Excerpt:

◇ ◇ ◇ ◇ ◇

Originally, the Techila Server was delivered as an embedded appliance. The embedded appliance product was discontinued in 2012. Currently, Techila Server is delivered either as a virtual appliance or using cloud-specific deployment tools.

===Techila Worker===
Techila Worker is the software agent that must be installed on each computer that will participate in a Techila Distributed Computing Engine environment. The computers can be physical, or they can be virtualized computers running on a hypervisor or in a cloud virtual machine. Techila Distributed Computing Engine supports following public cloud services: Microsoft Azure, Amazon ec2 and Google Compute Engine. Once the Techila Worker software is installed on a computer, it will authenticate the computer to the Techila Server using a certificate, and the system will use self-management to automatically configure the computer to run jobs received from the Techila Server.

Techila Worker is a Java-based client middleware component that can be run on Microsoft Windows or Linux. Because of this, the client computers participating in the Techila Distributed Computing Engine system can have different hardware and software platforms. Techila Worker software runs on the lowest possible priority on the computer. The Techila Worker is also interoperable with batch-queuing systems, like the SLURM, TORQUE, or Oracle Grid Engine (previously known as Sun Grid Engine, SGE). This interoperability allows existing HPC users to use their existing infrastructures as a part of a Techila Distributed Computing Engine system without the Techila Worker interfering with the other system.

◇ ◇ ◇ ◇ ◇

Entries supplied:
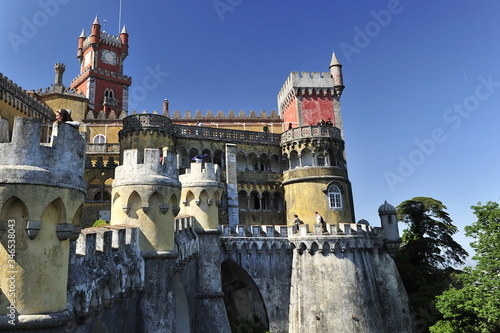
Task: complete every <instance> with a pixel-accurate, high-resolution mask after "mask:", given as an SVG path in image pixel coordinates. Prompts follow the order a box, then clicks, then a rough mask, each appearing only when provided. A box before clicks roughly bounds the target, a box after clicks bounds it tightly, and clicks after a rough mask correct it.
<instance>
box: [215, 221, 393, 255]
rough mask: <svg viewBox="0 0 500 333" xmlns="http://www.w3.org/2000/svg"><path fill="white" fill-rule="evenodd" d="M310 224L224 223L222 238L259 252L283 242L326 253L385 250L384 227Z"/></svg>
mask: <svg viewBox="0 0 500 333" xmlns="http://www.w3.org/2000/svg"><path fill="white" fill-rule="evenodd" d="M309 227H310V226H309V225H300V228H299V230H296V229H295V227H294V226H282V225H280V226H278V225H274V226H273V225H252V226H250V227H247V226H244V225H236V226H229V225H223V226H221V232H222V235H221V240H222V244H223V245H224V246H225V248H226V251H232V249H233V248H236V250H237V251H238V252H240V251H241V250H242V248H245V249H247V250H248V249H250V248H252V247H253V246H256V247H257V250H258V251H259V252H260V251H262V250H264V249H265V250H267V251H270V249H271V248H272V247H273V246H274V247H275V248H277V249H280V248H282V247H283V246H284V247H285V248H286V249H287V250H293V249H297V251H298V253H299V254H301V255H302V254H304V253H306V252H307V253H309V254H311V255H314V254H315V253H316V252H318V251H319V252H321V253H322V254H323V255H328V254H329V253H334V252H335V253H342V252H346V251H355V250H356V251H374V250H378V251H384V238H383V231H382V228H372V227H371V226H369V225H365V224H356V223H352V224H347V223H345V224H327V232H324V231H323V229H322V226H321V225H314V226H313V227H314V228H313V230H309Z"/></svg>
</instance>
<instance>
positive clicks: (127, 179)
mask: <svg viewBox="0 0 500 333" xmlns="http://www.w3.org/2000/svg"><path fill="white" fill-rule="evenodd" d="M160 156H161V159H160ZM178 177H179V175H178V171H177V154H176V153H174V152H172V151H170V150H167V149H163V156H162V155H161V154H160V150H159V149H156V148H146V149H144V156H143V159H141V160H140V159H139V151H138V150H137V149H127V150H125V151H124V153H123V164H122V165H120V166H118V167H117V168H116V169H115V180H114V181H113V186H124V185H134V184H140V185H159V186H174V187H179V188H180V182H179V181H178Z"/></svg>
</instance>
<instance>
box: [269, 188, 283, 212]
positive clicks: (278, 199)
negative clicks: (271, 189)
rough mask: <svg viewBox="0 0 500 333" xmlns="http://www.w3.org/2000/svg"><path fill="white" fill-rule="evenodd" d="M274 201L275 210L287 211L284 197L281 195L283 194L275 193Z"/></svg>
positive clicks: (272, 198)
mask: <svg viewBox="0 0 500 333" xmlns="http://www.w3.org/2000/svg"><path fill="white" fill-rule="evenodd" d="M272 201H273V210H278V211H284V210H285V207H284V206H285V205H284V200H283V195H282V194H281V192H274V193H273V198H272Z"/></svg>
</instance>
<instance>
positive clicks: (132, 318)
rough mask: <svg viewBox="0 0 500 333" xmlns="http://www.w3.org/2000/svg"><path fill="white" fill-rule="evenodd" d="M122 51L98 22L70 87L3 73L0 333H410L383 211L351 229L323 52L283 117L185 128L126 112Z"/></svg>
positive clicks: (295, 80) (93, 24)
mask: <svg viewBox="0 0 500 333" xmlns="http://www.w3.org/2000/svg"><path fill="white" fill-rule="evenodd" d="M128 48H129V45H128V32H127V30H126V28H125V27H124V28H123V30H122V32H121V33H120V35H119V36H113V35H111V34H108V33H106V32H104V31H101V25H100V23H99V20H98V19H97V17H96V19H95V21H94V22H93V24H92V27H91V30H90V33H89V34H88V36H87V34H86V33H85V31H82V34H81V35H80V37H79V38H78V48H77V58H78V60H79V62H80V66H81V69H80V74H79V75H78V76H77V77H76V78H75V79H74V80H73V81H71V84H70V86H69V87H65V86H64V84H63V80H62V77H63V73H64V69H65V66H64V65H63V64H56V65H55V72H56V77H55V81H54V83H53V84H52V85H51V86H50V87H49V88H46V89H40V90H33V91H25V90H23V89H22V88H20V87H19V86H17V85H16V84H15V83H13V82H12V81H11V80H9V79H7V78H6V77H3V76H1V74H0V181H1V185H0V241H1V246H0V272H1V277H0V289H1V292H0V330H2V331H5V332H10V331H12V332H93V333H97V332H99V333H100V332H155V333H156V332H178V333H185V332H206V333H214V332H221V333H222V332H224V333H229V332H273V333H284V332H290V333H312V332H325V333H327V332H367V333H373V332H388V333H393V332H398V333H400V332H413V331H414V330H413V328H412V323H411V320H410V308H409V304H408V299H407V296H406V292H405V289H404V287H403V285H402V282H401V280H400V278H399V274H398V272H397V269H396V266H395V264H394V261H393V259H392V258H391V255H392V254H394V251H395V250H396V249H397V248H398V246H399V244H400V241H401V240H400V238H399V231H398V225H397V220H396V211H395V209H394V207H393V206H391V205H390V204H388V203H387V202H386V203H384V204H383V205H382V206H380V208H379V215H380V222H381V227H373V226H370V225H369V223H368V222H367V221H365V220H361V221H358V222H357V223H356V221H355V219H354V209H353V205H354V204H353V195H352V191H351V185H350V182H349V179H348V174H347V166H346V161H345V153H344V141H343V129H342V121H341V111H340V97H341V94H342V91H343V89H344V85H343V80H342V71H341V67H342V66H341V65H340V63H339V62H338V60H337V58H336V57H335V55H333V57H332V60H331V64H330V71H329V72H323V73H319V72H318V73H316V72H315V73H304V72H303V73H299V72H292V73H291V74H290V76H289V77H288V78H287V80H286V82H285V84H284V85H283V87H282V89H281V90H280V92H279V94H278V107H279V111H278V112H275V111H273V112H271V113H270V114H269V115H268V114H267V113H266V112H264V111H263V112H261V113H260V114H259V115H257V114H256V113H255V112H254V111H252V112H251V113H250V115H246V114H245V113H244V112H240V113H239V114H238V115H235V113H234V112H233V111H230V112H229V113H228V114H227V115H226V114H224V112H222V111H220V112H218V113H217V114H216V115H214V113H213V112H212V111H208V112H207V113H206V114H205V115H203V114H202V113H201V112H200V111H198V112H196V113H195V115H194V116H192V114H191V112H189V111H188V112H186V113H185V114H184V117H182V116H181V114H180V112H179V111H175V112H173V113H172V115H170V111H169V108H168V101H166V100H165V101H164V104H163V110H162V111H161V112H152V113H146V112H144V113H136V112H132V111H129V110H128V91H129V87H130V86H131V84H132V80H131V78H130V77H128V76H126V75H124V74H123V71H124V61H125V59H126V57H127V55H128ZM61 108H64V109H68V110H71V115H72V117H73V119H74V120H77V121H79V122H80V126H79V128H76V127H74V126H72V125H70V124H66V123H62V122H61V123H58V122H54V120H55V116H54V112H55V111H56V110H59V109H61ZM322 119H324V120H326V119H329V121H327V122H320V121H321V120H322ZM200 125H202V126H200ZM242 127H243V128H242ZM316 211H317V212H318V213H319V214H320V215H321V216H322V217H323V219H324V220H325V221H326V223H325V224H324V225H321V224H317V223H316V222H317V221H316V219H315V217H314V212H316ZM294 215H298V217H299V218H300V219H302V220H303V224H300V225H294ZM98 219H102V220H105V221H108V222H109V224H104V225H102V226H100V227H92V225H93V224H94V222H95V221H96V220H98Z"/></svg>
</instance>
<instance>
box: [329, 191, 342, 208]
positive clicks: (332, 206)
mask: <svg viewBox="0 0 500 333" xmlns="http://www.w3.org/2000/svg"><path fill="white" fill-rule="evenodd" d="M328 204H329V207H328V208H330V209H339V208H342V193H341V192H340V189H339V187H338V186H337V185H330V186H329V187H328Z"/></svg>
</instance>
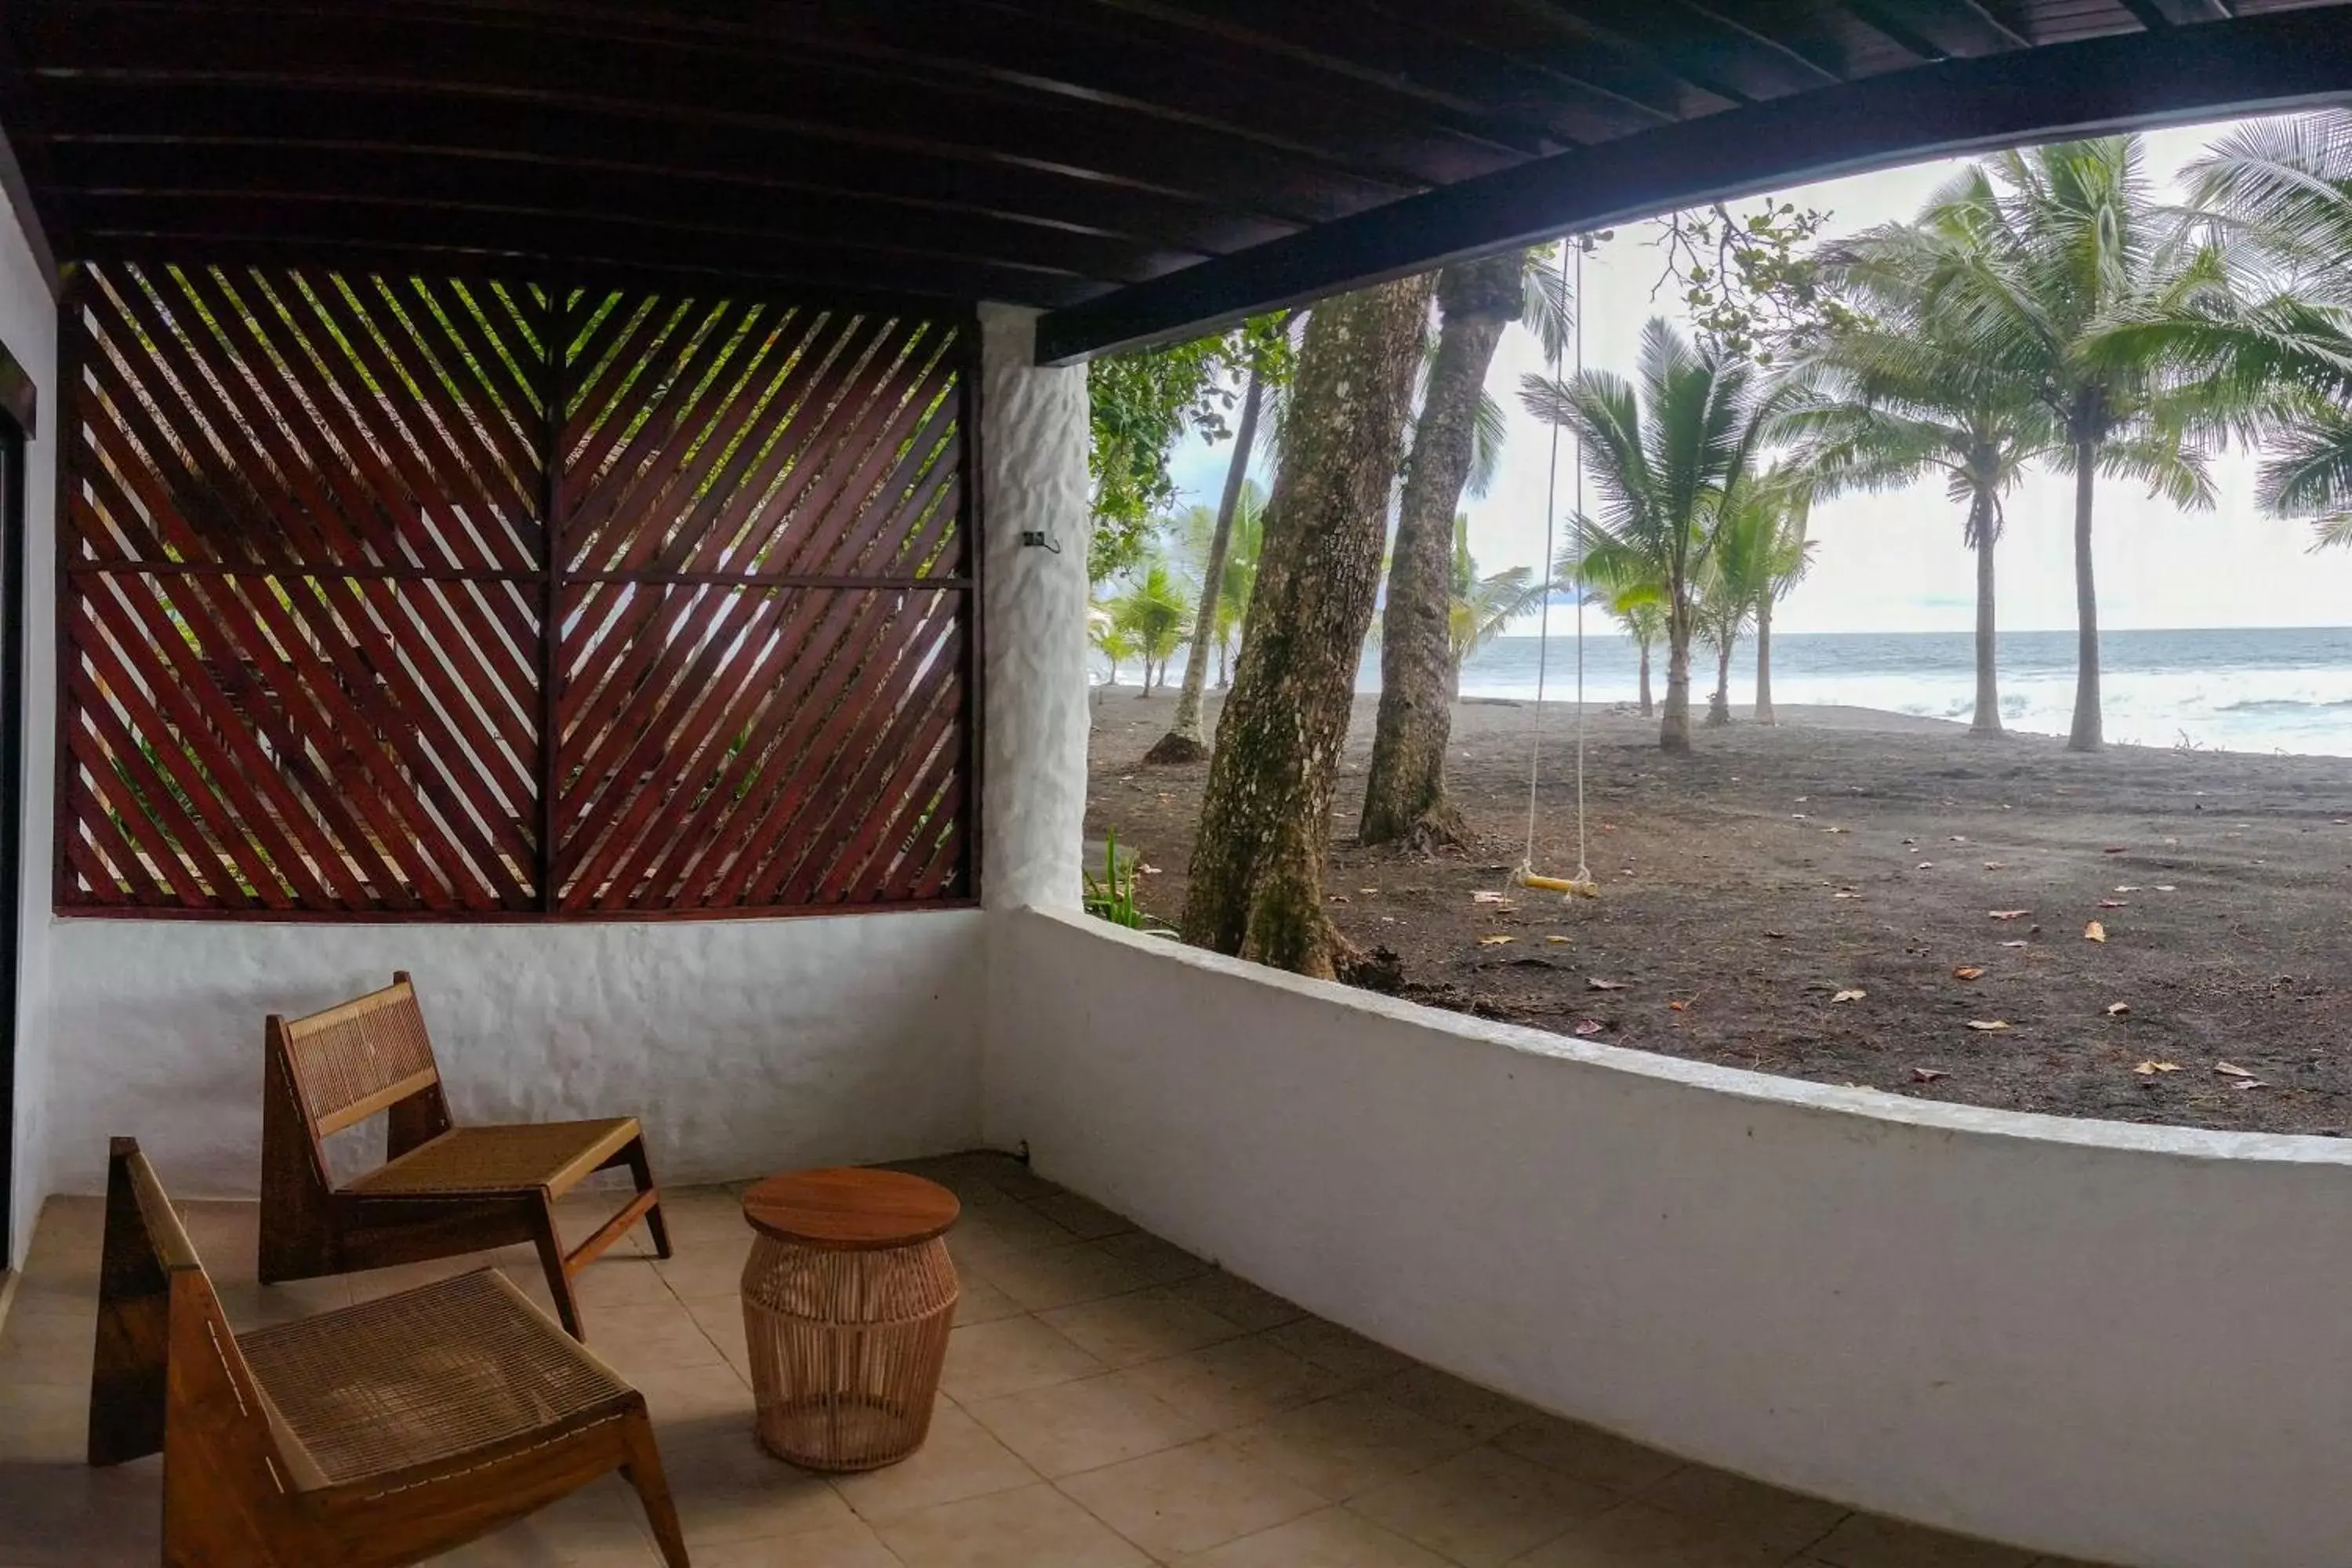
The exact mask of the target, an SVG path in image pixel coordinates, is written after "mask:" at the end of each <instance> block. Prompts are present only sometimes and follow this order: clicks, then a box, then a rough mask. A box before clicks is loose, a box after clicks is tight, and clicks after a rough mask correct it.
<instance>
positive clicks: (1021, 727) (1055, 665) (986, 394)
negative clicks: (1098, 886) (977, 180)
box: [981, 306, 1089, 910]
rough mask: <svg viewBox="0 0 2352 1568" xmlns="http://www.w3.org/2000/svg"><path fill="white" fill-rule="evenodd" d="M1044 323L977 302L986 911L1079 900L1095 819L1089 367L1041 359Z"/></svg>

◇ ◇ ◇ ◇ ◇

Requirement 1: According to the Techila excerpt, in what year was the embedded appliance version of the Techila Server discontinued?
Requirement 2: Reproduce the stretch of the Techila excerpt from "Originally, the Techila" through "cloud-specific deployment tools.".

Answer space 1: 2012

Answer space 2:
Originally, the Techila Server was delivered as an embedded appliance. The embedded appliance product was discontinued in 2012. Currently, Techila Server is delivered either as a virtual appliance or using cloud-specific deployment tools.